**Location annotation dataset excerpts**

# # # #

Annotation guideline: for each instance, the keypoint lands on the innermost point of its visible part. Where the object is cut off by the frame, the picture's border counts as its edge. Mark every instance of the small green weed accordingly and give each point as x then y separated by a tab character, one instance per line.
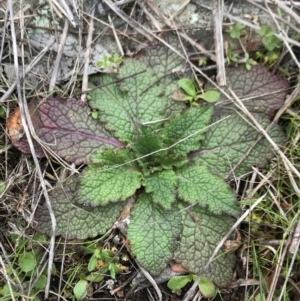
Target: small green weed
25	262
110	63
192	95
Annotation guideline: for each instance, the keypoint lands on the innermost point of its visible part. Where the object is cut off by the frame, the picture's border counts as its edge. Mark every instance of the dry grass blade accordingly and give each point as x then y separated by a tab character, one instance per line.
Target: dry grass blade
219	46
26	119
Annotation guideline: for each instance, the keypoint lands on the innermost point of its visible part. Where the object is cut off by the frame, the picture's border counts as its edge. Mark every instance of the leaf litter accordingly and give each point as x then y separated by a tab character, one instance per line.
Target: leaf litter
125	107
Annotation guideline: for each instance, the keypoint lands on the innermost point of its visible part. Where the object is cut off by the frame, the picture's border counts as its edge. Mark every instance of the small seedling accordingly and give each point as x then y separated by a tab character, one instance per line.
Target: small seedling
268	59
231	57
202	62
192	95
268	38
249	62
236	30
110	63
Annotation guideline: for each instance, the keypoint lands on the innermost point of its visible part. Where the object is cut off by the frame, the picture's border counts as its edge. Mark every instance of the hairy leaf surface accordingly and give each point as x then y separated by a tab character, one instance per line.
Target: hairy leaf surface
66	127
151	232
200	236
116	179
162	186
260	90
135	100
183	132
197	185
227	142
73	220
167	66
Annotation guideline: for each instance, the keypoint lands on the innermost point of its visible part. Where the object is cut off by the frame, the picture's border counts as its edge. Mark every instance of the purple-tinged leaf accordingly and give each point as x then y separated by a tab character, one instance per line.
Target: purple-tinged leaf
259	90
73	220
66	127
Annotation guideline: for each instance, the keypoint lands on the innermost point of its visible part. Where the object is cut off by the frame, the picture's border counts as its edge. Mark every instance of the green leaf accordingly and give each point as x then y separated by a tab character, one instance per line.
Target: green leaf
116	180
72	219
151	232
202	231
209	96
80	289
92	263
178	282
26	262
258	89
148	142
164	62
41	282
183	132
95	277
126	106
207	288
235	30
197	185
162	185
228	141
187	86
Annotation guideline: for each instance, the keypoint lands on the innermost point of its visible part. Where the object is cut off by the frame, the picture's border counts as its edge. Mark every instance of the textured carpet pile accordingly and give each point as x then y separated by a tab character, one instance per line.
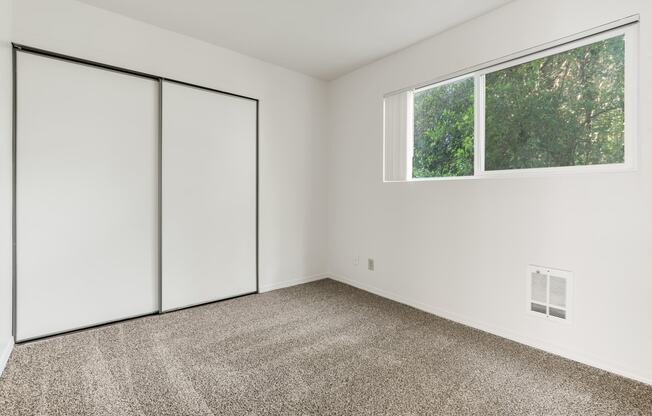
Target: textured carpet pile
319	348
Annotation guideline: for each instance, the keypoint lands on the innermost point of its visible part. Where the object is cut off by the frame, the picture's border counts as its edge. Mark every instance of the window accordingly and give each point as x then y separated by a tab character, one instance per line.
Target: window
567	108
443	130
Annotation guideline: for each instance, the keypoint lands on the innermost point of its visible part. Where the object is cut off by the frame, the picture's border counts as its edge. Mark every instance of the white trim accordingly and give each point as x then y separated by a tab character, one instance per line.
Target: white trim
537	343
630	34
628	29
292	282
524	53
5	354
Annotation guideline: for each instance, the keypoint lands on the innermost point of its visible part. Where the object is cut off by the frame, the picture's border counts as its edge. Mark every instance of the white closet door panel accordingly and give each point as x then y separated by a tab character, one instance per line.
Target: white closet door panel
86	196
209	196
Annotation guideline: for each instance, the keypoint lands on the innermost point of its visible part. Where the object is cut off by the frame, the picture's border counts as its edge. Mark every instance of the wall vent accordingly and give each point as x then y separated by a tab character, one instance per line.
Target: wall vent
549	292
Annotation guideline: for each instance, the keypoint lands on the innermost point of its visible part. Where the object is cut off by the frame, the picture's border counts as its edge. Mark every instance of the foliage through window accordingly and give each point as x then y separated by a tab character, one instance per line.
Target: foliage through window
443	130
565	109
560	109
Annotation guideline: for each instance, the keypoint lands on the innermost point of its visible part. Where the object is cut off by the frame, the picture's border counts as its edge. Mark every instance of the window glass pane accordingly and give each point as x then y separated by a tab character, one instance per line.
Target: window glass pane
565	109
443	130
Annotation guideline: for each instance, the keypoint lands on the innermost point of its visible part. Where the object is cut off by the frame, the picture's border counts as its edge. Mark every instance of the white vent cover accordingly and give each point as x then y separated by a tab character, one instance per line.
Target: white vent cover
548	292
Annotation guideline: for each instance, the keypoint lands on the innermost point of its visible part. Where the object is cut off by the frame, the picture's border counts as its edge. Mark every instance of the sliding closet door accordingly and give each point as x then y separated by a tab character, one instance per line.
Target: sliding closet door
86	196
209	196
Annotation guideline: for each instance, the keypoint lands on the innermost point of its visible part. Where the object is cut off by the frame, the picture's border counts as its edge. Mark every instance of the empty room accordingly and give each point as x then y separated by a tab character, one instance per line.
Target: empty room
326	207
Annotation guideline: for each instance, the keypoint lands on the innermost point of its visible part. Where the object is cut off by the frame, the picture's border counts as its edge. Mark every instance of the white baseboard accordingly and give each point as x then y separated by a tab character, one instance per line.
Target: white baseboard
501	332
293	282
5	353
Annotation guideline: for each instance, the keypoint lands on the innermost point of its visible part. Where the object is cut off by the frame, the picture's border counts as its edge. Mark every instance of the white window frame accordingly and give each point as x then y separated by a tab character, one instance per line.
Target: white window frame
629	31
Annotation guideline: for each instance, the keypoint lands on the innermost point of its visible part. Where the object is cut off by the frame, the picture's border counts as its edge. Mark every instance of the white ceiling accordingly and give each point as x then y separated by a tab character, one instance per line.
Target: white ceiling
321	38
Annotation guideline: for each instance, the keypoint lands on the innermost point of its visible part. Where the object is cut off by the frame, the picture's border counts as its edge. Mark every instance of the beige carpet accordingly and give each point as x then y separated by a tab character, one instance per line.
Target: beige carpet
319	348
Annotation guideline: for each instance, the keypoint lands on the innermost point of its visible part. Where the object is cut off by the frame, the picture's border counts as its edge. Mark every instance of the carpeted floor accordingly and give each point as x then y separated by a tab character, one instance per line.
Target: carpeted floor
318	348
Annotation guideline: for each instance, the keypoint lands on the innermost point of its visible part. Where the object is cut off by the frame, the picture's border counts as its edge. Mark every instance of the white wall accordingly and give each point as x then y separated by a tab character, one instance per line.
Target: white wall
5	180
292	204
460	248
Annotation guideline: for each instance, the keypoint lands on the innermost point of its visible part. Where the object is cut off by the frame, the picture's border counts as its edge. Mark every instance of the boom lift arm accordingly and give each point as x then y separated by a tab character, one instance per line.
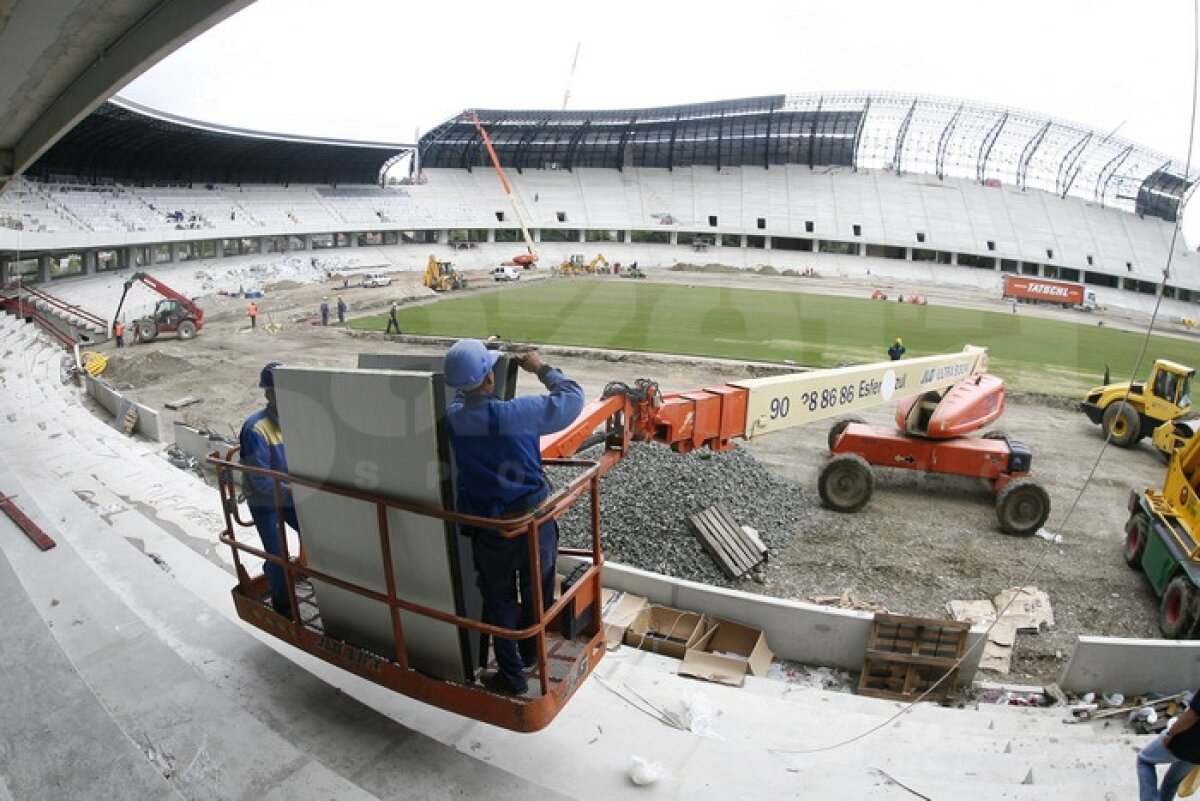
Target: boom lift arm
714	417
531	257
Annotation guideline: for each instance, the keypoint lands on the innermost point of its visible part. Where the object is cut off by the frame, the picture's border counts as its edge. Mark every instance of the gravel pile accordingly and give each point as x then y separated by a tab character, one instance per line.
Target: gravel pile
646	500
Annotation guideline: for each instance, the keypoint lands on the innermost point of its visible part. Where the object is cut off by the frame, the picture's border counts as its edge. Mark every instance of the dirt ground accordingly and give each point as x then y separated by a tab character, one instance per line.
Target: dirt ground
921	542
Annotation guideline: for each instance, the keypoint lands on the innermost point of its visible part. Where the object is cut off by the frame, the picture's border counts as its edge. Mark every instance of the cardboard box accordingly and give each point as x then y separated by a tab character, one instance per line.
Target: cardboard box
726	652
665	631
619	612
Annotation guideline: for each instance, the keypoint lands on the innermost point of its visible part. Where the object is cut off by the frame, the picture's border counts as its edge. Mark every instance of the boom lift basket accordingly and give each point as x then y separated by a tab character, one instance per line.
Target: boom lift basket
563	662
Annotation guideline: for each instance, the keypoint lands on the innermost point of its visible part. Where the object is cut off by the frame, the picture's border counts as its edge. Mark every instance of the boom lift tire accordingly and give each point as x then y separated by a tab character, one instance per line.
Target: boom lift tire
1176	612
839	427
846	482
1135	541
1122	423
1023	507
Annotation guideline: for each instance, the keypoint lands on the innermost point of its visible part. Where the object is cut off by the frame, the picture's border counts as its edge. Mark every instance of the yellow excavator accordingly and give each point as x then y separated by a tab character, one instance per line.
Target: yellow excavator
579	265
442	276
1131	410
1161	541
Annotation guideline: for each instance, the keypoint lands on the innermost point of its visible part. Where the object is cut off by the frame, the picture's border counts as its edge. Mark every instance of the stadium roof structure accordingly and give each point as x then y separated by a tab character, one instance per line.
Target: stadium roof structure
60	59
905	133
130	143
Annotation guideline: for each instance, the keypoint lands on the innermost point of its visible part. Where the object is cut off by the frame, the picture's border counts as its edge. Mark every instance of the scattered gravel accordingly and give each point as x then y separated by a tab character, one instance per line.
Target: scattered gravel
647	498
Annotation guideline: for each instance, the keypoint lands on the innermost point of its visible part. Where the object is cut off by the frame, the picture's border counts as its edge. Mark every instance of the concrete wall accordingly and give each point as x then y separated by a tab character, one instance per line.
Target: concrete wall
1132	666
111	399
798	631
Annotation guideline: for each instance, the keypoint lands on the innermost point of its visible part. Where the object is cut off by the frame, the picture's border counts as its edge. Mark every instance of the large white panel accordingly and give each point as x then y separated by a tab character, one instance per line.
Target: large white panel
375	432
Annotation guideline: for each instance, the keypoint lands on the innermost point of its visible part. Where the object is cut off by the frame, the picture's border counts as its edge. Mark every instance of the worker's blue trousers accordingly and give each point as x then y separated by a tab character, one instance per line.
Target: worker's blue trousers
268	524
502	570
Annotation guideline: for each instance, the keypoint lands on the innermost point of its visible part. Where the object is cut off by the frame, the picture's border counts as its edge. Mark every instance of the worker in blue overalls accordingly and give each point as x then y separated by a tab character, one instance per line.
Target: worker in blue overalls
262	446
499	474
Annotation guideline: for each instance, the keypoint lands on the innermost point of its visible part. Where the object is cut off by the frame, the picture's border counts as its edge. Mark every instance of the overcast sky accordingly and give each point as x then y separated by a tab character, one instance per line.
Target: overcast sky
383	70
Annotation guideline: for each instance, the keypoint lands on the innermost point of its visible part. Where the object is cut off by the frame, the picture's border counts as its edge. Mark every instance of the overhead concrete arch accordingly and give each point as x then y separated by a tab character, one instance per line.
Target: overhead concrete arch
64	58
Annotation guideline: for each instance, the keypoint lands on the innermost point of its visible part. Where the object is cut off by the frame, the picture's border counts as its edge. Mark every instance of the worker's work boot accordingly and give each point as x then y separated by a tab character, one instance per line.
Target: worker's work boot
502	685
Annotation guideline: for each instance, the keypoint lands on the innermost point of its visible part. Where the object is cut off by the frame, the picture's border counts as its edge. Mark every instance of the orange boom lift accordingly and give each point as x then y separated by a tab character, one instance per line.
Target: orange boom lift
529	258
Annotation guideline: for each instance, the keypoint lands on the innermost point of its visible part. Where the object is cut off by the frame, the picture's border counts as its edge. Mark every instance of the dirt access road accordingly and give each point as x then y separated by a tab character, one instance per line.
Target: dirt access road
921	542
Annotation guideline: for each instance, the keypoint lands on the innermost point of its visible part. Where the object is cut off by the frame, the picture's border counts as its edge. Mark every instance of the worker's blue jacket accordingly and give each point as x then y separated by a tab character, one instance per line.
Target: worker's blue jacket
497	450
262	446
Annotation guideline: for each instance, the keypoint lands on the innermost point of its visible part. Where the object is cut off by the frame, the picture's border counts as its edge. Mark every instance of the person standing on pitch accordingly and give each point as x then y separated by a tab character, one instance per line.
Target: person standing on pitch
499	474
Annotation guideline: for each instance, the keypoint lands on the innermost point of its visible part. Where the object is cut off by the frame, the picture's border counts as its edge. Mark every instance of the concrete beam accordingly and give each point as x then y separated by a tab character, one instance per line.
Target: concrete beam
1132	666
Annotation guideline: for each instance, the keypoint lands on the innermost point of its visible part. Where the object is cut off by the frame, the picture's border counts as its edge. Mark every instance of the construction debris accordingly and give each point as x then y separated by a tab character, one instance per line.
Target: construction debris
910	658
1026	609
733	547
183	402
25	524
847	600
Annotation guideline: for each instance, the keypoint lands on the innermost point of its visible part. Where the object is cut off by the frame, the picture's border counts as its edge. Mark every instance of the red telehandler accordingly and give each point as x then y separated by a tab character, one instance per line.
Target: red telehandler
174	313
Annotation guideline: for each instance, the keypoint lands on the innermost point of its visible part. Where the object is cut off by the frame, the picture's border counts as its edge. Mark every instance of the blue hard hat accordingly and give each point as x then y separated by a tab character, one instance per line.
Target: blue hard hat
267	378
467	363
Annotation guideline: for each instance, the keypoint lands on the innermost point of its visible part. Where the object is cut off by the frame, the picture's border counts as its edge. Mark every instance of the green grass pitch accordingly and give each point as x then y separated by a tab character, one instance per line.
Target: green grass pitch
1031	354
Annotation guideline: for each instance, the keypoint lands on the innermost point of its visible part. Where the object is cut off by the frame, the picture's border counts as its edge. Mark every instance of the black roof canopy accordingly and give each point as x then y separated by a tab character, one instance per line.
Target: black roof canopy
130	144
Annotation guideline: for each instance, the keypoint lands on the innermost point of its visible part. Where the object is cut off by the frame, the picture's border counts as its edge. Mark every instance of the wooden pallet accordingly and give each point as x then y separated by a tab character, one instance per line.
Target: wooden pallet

# # # #

**TASK GOAL**
Find the line containing "of the black", then output it and every line after it to the end of the data, exactly.

**WRITTEN ANSWER**
Annotation guideline: for each instance, the keypoint lands on the innermost point of its visible part. Where the object is cut off by the frame, the picture's border counts as its edge. Mark every instance of the black roof canopy accordingly and give each point as x then y separated by a tab character, one instance per line.
Target: black roof canopy
130	144
Annotation guideline: for each instance, the keypoint lands on the innermost point of its visible part. Where the object is cut off by the frame, the picture's border counts as its edge. Mark every instance of the wooden pallet accordingly and give each point as x then y separated by a tab character, one instance per line.
Target: wooden pallet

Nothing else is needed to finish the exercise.